Task description
Print the part of the supplied text between "From a baby" and "that is insatiable.", inclusive.

Supplied text

So, this is the picture collage -
I can still remember vividly the night of 10 Sept 2007 at 11:45pm, when we checked into the labour ward in Mt. Alvernia Hospital. My gynae came in with his slippers, broke my water bag and put me on drip. I ended-up with emergency c-section three hours later when fetal distress was detected. The whole birth experience was relatively painless as I was on general anesthesia.
Well, that was three years ago. How quickly time flies!
The past three years have been an amazing time for us. At birth, Little Edison arrived in this world with an enquiring mind, ready to discover and explore. We help this process along by providing him with love, attention and care.
From a baby who spends much of his day either feeding or sleeping, he has blossomed into an assertive toddler with growing sense of independence. He continues to develop at an impressive rate with a thirst for knowledge that is insatiable.

Dataset

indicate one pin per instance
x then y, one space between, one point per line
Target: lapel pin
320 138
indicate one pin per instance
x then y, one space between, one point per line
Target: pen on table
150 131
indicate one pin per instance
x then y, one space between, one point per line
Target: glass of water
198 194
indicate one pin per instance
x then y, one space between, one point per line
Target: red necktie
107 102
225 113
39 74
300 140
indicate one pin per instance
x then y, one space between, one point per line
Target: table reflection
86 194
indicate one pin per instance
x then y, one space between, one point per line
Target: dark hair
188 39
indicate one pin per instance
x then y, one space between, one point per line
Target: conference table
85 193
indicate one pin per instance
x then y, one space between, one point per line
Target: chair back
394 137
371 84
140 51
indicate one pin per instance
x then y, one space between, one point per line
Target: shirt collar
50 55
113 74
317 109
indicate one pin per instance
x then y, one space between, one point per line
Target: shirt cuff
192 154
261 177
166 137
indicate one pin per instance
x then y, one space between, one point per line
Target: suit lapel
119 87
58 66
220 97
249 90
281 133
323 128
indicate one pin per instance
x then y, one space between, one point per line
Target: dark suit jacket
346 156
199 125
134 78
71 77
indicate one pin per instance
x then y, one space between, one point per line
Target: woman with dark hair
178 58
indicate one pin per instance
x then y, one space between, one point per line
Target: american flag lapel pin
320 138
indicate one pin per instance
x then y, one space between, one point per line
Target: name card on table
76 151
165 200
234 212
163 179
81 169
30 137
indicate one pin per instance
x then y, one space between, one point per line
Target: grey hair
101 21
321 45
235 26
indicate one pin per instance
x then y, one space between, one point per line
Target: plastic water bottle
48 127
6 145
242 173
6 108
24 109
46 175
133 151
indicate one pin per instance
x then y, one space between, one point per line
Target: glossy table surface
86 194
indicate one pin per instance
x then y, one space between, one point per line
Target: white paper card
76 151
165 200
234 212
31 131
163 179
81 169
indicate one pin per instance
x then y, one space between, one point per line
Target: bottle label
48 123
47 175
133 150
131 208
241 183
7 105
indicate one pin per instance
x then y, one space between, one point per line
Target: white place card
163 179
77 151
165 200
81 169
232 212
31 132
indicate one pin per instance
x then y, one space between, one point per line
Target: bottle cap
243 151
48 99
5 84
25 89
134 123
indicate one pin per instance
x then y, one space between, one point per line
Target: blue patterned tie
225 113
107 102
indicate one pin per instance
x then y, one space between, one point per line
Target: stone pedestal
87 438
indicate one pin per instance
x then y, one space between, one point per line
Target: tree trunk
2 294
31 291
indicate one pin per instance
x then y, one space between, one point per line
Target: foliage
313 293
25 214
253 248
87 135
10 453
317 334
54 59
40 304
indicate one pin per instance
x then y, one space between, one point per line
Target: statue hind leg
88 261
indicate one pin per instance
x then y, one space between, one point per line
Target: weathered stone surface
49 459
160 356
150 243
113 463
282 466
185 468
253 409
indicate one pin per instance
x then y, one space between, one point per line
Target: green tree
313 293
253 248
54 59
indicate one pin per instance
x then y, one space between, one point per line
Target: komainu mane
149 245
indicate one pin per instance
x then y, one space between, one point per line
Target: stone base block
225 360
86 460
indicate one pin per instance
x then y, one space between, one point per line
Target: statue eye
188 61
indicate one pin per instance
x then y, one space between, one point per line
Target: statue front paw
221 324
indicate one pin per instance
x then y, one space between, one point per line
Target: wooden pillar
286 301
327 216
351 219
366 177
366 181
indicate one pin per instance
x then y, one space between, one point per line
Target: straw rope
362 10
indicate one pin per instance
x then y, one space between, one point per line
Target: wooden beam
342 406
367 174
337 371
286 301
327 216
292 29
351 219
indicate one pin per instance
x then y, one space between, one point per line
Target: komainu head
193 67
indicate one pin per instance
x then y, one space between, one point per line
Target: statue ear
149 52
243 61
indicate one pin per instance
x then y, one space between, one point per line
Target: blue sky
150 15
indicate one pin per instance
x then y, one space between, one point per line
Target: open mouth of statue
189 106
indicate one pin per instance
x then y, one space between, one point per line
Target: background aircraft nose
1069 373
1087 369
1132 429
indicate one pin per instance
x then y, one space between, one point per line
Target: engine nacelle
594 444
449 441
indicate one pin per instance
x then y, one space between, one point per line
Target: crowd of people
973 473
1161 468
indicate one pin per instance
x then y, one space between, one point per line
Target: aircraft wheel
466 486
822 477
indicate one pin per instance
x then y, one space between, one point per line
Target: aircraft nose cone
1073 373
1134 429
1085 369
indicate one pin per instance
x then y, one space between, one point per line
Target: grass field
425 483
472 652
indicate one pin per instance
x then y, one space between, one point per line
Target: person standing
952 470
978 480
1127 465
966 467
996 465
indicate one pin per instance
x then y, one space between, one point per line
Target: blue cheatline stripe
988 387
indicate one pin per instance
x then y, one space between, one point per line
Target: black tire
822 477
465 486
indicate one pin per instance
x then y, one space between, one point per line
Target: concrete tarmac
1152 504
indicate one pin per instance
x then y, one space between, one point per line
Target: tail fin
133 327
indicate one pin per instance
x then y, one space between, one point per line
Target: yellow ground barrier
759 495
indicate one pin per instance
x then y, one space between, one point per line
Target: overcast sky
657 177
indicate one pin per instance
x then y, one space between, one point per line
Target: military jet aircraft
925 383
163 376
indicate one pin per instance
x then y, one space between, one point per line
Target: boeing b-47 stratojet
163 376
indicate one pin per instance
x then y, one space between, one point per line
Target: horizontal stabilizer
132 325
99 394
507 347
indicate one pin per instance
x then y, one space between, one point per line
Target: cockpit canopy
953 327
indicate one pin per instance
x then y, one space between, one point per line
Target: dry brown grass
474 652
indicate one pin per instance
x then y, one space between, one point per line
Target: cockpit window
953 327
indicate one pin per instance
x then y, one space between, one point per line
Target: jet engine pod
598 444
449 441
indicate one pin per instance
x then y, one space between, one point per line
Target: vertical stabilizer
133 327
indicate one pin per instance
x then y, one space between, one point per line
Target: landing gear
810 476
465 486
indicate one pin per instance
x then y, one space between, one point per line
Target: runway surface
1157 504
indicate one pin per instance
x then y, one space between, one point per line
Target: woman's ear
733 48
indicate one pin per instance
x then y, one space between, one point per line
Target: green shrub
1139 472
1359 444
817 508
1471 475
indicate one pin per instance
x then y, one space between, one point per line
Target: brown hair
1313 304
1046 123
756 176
...
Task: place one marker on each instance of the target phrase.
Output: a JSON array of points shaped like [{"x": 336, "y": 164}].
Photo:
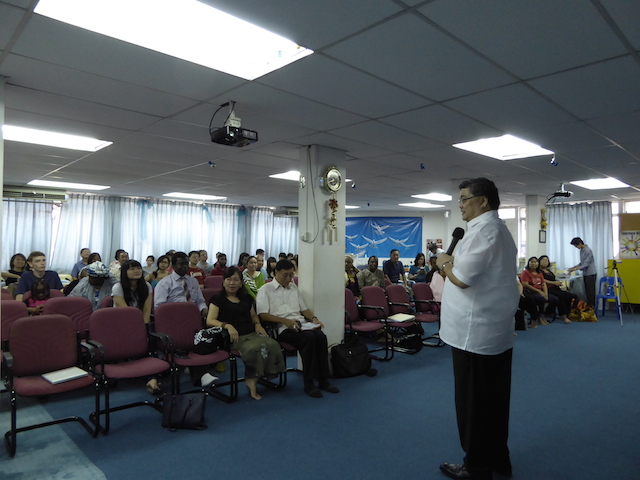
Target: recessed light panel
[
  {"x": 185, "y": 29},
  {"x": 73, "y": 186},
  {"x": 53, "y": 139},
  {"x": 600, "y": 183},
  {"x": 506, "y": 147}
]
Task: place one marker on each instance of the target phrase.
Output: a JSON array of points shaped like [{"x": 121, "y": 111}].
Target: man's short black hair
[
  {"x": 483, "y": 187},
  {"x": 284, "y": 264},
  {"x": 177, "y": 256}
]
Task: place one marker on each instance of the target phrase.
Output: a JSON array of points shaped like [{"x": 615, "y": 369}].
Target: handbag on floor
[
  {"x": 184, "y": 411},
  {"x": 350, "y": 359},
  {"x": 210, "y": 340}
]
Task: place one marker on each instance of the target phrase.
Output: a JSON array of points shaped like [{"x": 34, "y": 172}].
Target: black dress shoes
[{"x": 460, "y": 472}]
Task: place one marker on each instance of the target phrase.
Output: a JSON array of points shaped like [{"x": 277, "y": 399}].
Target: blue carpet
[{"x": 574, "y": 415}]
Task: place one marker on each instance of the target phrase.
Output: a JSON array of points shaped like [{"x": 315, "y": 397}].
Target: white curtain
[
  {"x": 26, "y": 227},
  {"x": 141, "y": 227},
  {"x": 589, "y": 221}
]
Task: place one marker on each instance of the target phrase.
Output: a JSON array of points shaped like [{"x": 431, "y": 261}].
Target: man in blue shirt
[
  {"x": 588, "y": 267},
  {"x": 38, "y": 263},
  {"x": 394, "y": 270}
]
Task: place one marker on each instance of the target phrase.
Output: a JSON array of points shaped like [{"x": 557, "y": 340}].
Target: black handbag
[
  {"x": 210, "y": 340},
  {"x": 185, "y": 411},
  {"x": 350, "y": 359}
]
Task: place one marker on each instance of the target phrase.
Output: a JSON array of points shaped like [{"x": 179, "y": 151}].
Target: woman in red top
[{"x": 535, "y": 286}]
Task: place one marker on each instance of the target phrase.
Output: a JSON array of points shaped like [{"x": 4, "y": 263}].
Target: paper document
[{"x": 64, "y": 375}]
==
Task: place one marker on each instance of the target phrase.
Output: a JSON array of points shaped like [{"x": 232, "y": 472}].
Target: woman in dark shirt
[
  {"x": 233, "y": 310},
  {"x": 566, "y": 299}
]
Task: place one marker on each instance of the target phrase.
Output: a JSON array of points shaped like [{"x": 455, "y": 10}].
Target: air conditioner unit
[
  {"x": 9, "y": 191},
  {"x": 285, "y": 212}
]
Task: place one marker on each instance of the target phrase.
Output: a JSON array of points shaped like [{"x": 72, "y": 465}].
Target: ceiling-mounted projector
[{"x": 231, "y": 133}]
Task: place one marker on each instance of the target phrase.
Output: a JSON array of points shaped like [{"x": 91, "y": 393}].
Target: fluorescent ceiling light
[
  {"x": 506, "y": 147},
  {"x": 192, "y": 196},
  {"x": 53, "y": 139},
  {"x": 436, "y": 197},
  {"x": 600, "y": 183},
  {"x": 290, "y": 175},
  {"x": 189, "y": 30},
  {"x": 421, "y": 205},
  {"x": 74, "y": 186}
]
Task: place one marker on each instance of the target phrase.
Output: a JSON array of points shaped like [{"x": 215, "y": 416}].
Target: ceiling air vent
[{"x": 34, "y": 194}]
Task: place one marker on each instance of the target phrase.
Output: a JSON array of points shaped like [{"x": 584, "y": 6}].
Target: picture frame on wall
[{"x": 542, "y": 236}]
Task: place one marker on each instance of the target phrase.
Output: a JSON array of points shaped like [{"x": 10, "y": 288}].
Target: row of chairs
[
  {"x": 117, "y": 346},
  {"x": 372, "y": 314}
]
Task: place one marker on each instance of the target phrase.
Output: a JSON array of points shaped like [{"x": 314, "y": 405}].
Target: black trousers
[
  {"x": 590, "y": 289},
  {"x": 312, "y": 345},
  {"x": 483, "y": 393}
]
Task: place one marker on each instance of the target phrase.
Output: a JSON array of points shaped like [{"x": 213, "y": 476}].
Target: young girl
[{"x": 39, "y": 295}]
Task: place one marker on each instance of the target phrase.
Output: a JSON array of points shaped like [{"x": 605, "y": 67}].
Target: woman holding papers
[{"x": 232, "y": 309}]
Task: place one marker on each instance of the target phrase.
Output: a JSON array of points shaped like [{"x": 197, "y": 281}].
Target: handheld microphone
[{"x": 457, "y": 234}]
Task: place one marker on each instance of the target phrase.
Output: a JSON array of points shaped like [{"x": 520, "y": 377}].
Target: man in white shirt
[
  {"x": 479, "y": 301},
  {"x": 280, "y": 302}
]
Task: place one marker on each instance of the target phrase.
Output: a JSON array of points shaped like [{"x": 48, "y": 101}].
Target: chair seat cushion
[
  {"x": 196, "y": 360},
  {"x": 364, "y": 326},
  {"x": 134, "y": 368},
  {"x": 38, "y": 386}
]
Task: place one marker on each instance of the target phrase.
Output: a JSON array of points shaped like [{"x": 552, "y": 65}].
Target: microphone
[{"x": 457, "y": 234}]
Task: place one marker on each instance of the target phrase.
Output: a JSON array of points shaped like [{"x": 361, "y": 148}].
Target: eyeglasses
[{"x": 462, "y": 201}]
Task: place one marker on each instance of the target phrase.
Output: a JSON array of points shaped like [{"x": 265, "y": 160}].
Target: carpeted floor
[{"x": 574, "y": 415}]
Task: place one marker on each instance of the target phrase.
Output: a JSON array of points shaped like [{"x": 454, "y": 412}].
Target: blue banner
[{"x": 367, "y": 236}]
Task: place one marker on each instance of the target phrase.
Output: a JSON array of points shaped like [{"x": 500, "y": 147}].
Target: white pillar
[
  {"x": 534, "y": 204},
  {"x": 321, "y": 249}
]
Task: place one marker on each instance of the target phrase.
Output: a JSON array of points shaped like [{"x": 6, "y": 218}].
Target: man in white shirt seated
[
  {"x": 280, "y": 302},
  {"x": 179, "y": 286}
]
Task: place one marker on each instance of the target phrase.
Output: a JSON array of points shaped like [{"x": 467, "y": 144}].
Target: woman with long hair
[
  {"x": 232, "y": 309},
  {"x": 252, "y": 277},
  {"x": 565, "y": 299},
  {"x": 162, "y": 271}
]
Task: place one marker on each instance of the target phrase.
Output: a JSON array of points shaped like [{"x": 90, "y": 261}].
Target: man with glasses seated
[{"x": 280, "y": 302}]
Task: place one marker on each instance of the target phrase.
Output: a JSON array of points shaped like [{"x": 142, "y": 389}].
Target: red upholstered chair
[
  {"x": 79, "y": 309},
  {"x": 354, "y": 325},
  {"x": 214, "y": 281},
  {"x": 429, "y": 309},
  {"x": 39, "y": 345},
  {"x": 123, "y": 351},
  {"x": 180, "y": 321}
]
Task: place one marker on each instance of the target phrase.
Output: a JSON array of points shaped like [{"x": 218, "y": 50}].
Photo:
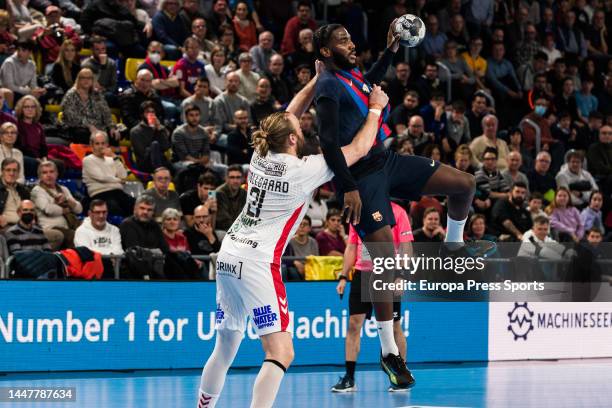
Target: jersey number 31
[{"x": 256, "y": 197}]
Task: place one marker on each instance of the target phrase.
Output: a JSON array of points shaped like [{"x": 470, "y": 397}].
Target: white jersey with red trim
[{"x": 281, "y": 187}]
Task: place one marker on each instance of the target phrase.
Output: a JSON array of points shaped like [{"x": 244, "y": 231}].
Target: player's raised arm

Answer below
From a baby who spends much of his day either feeding or sleeping, he has blossomed into an assertive toddler with growing sense of independence. He continues to develop at an impressive rate with a thirst for knowledge that is insatiable.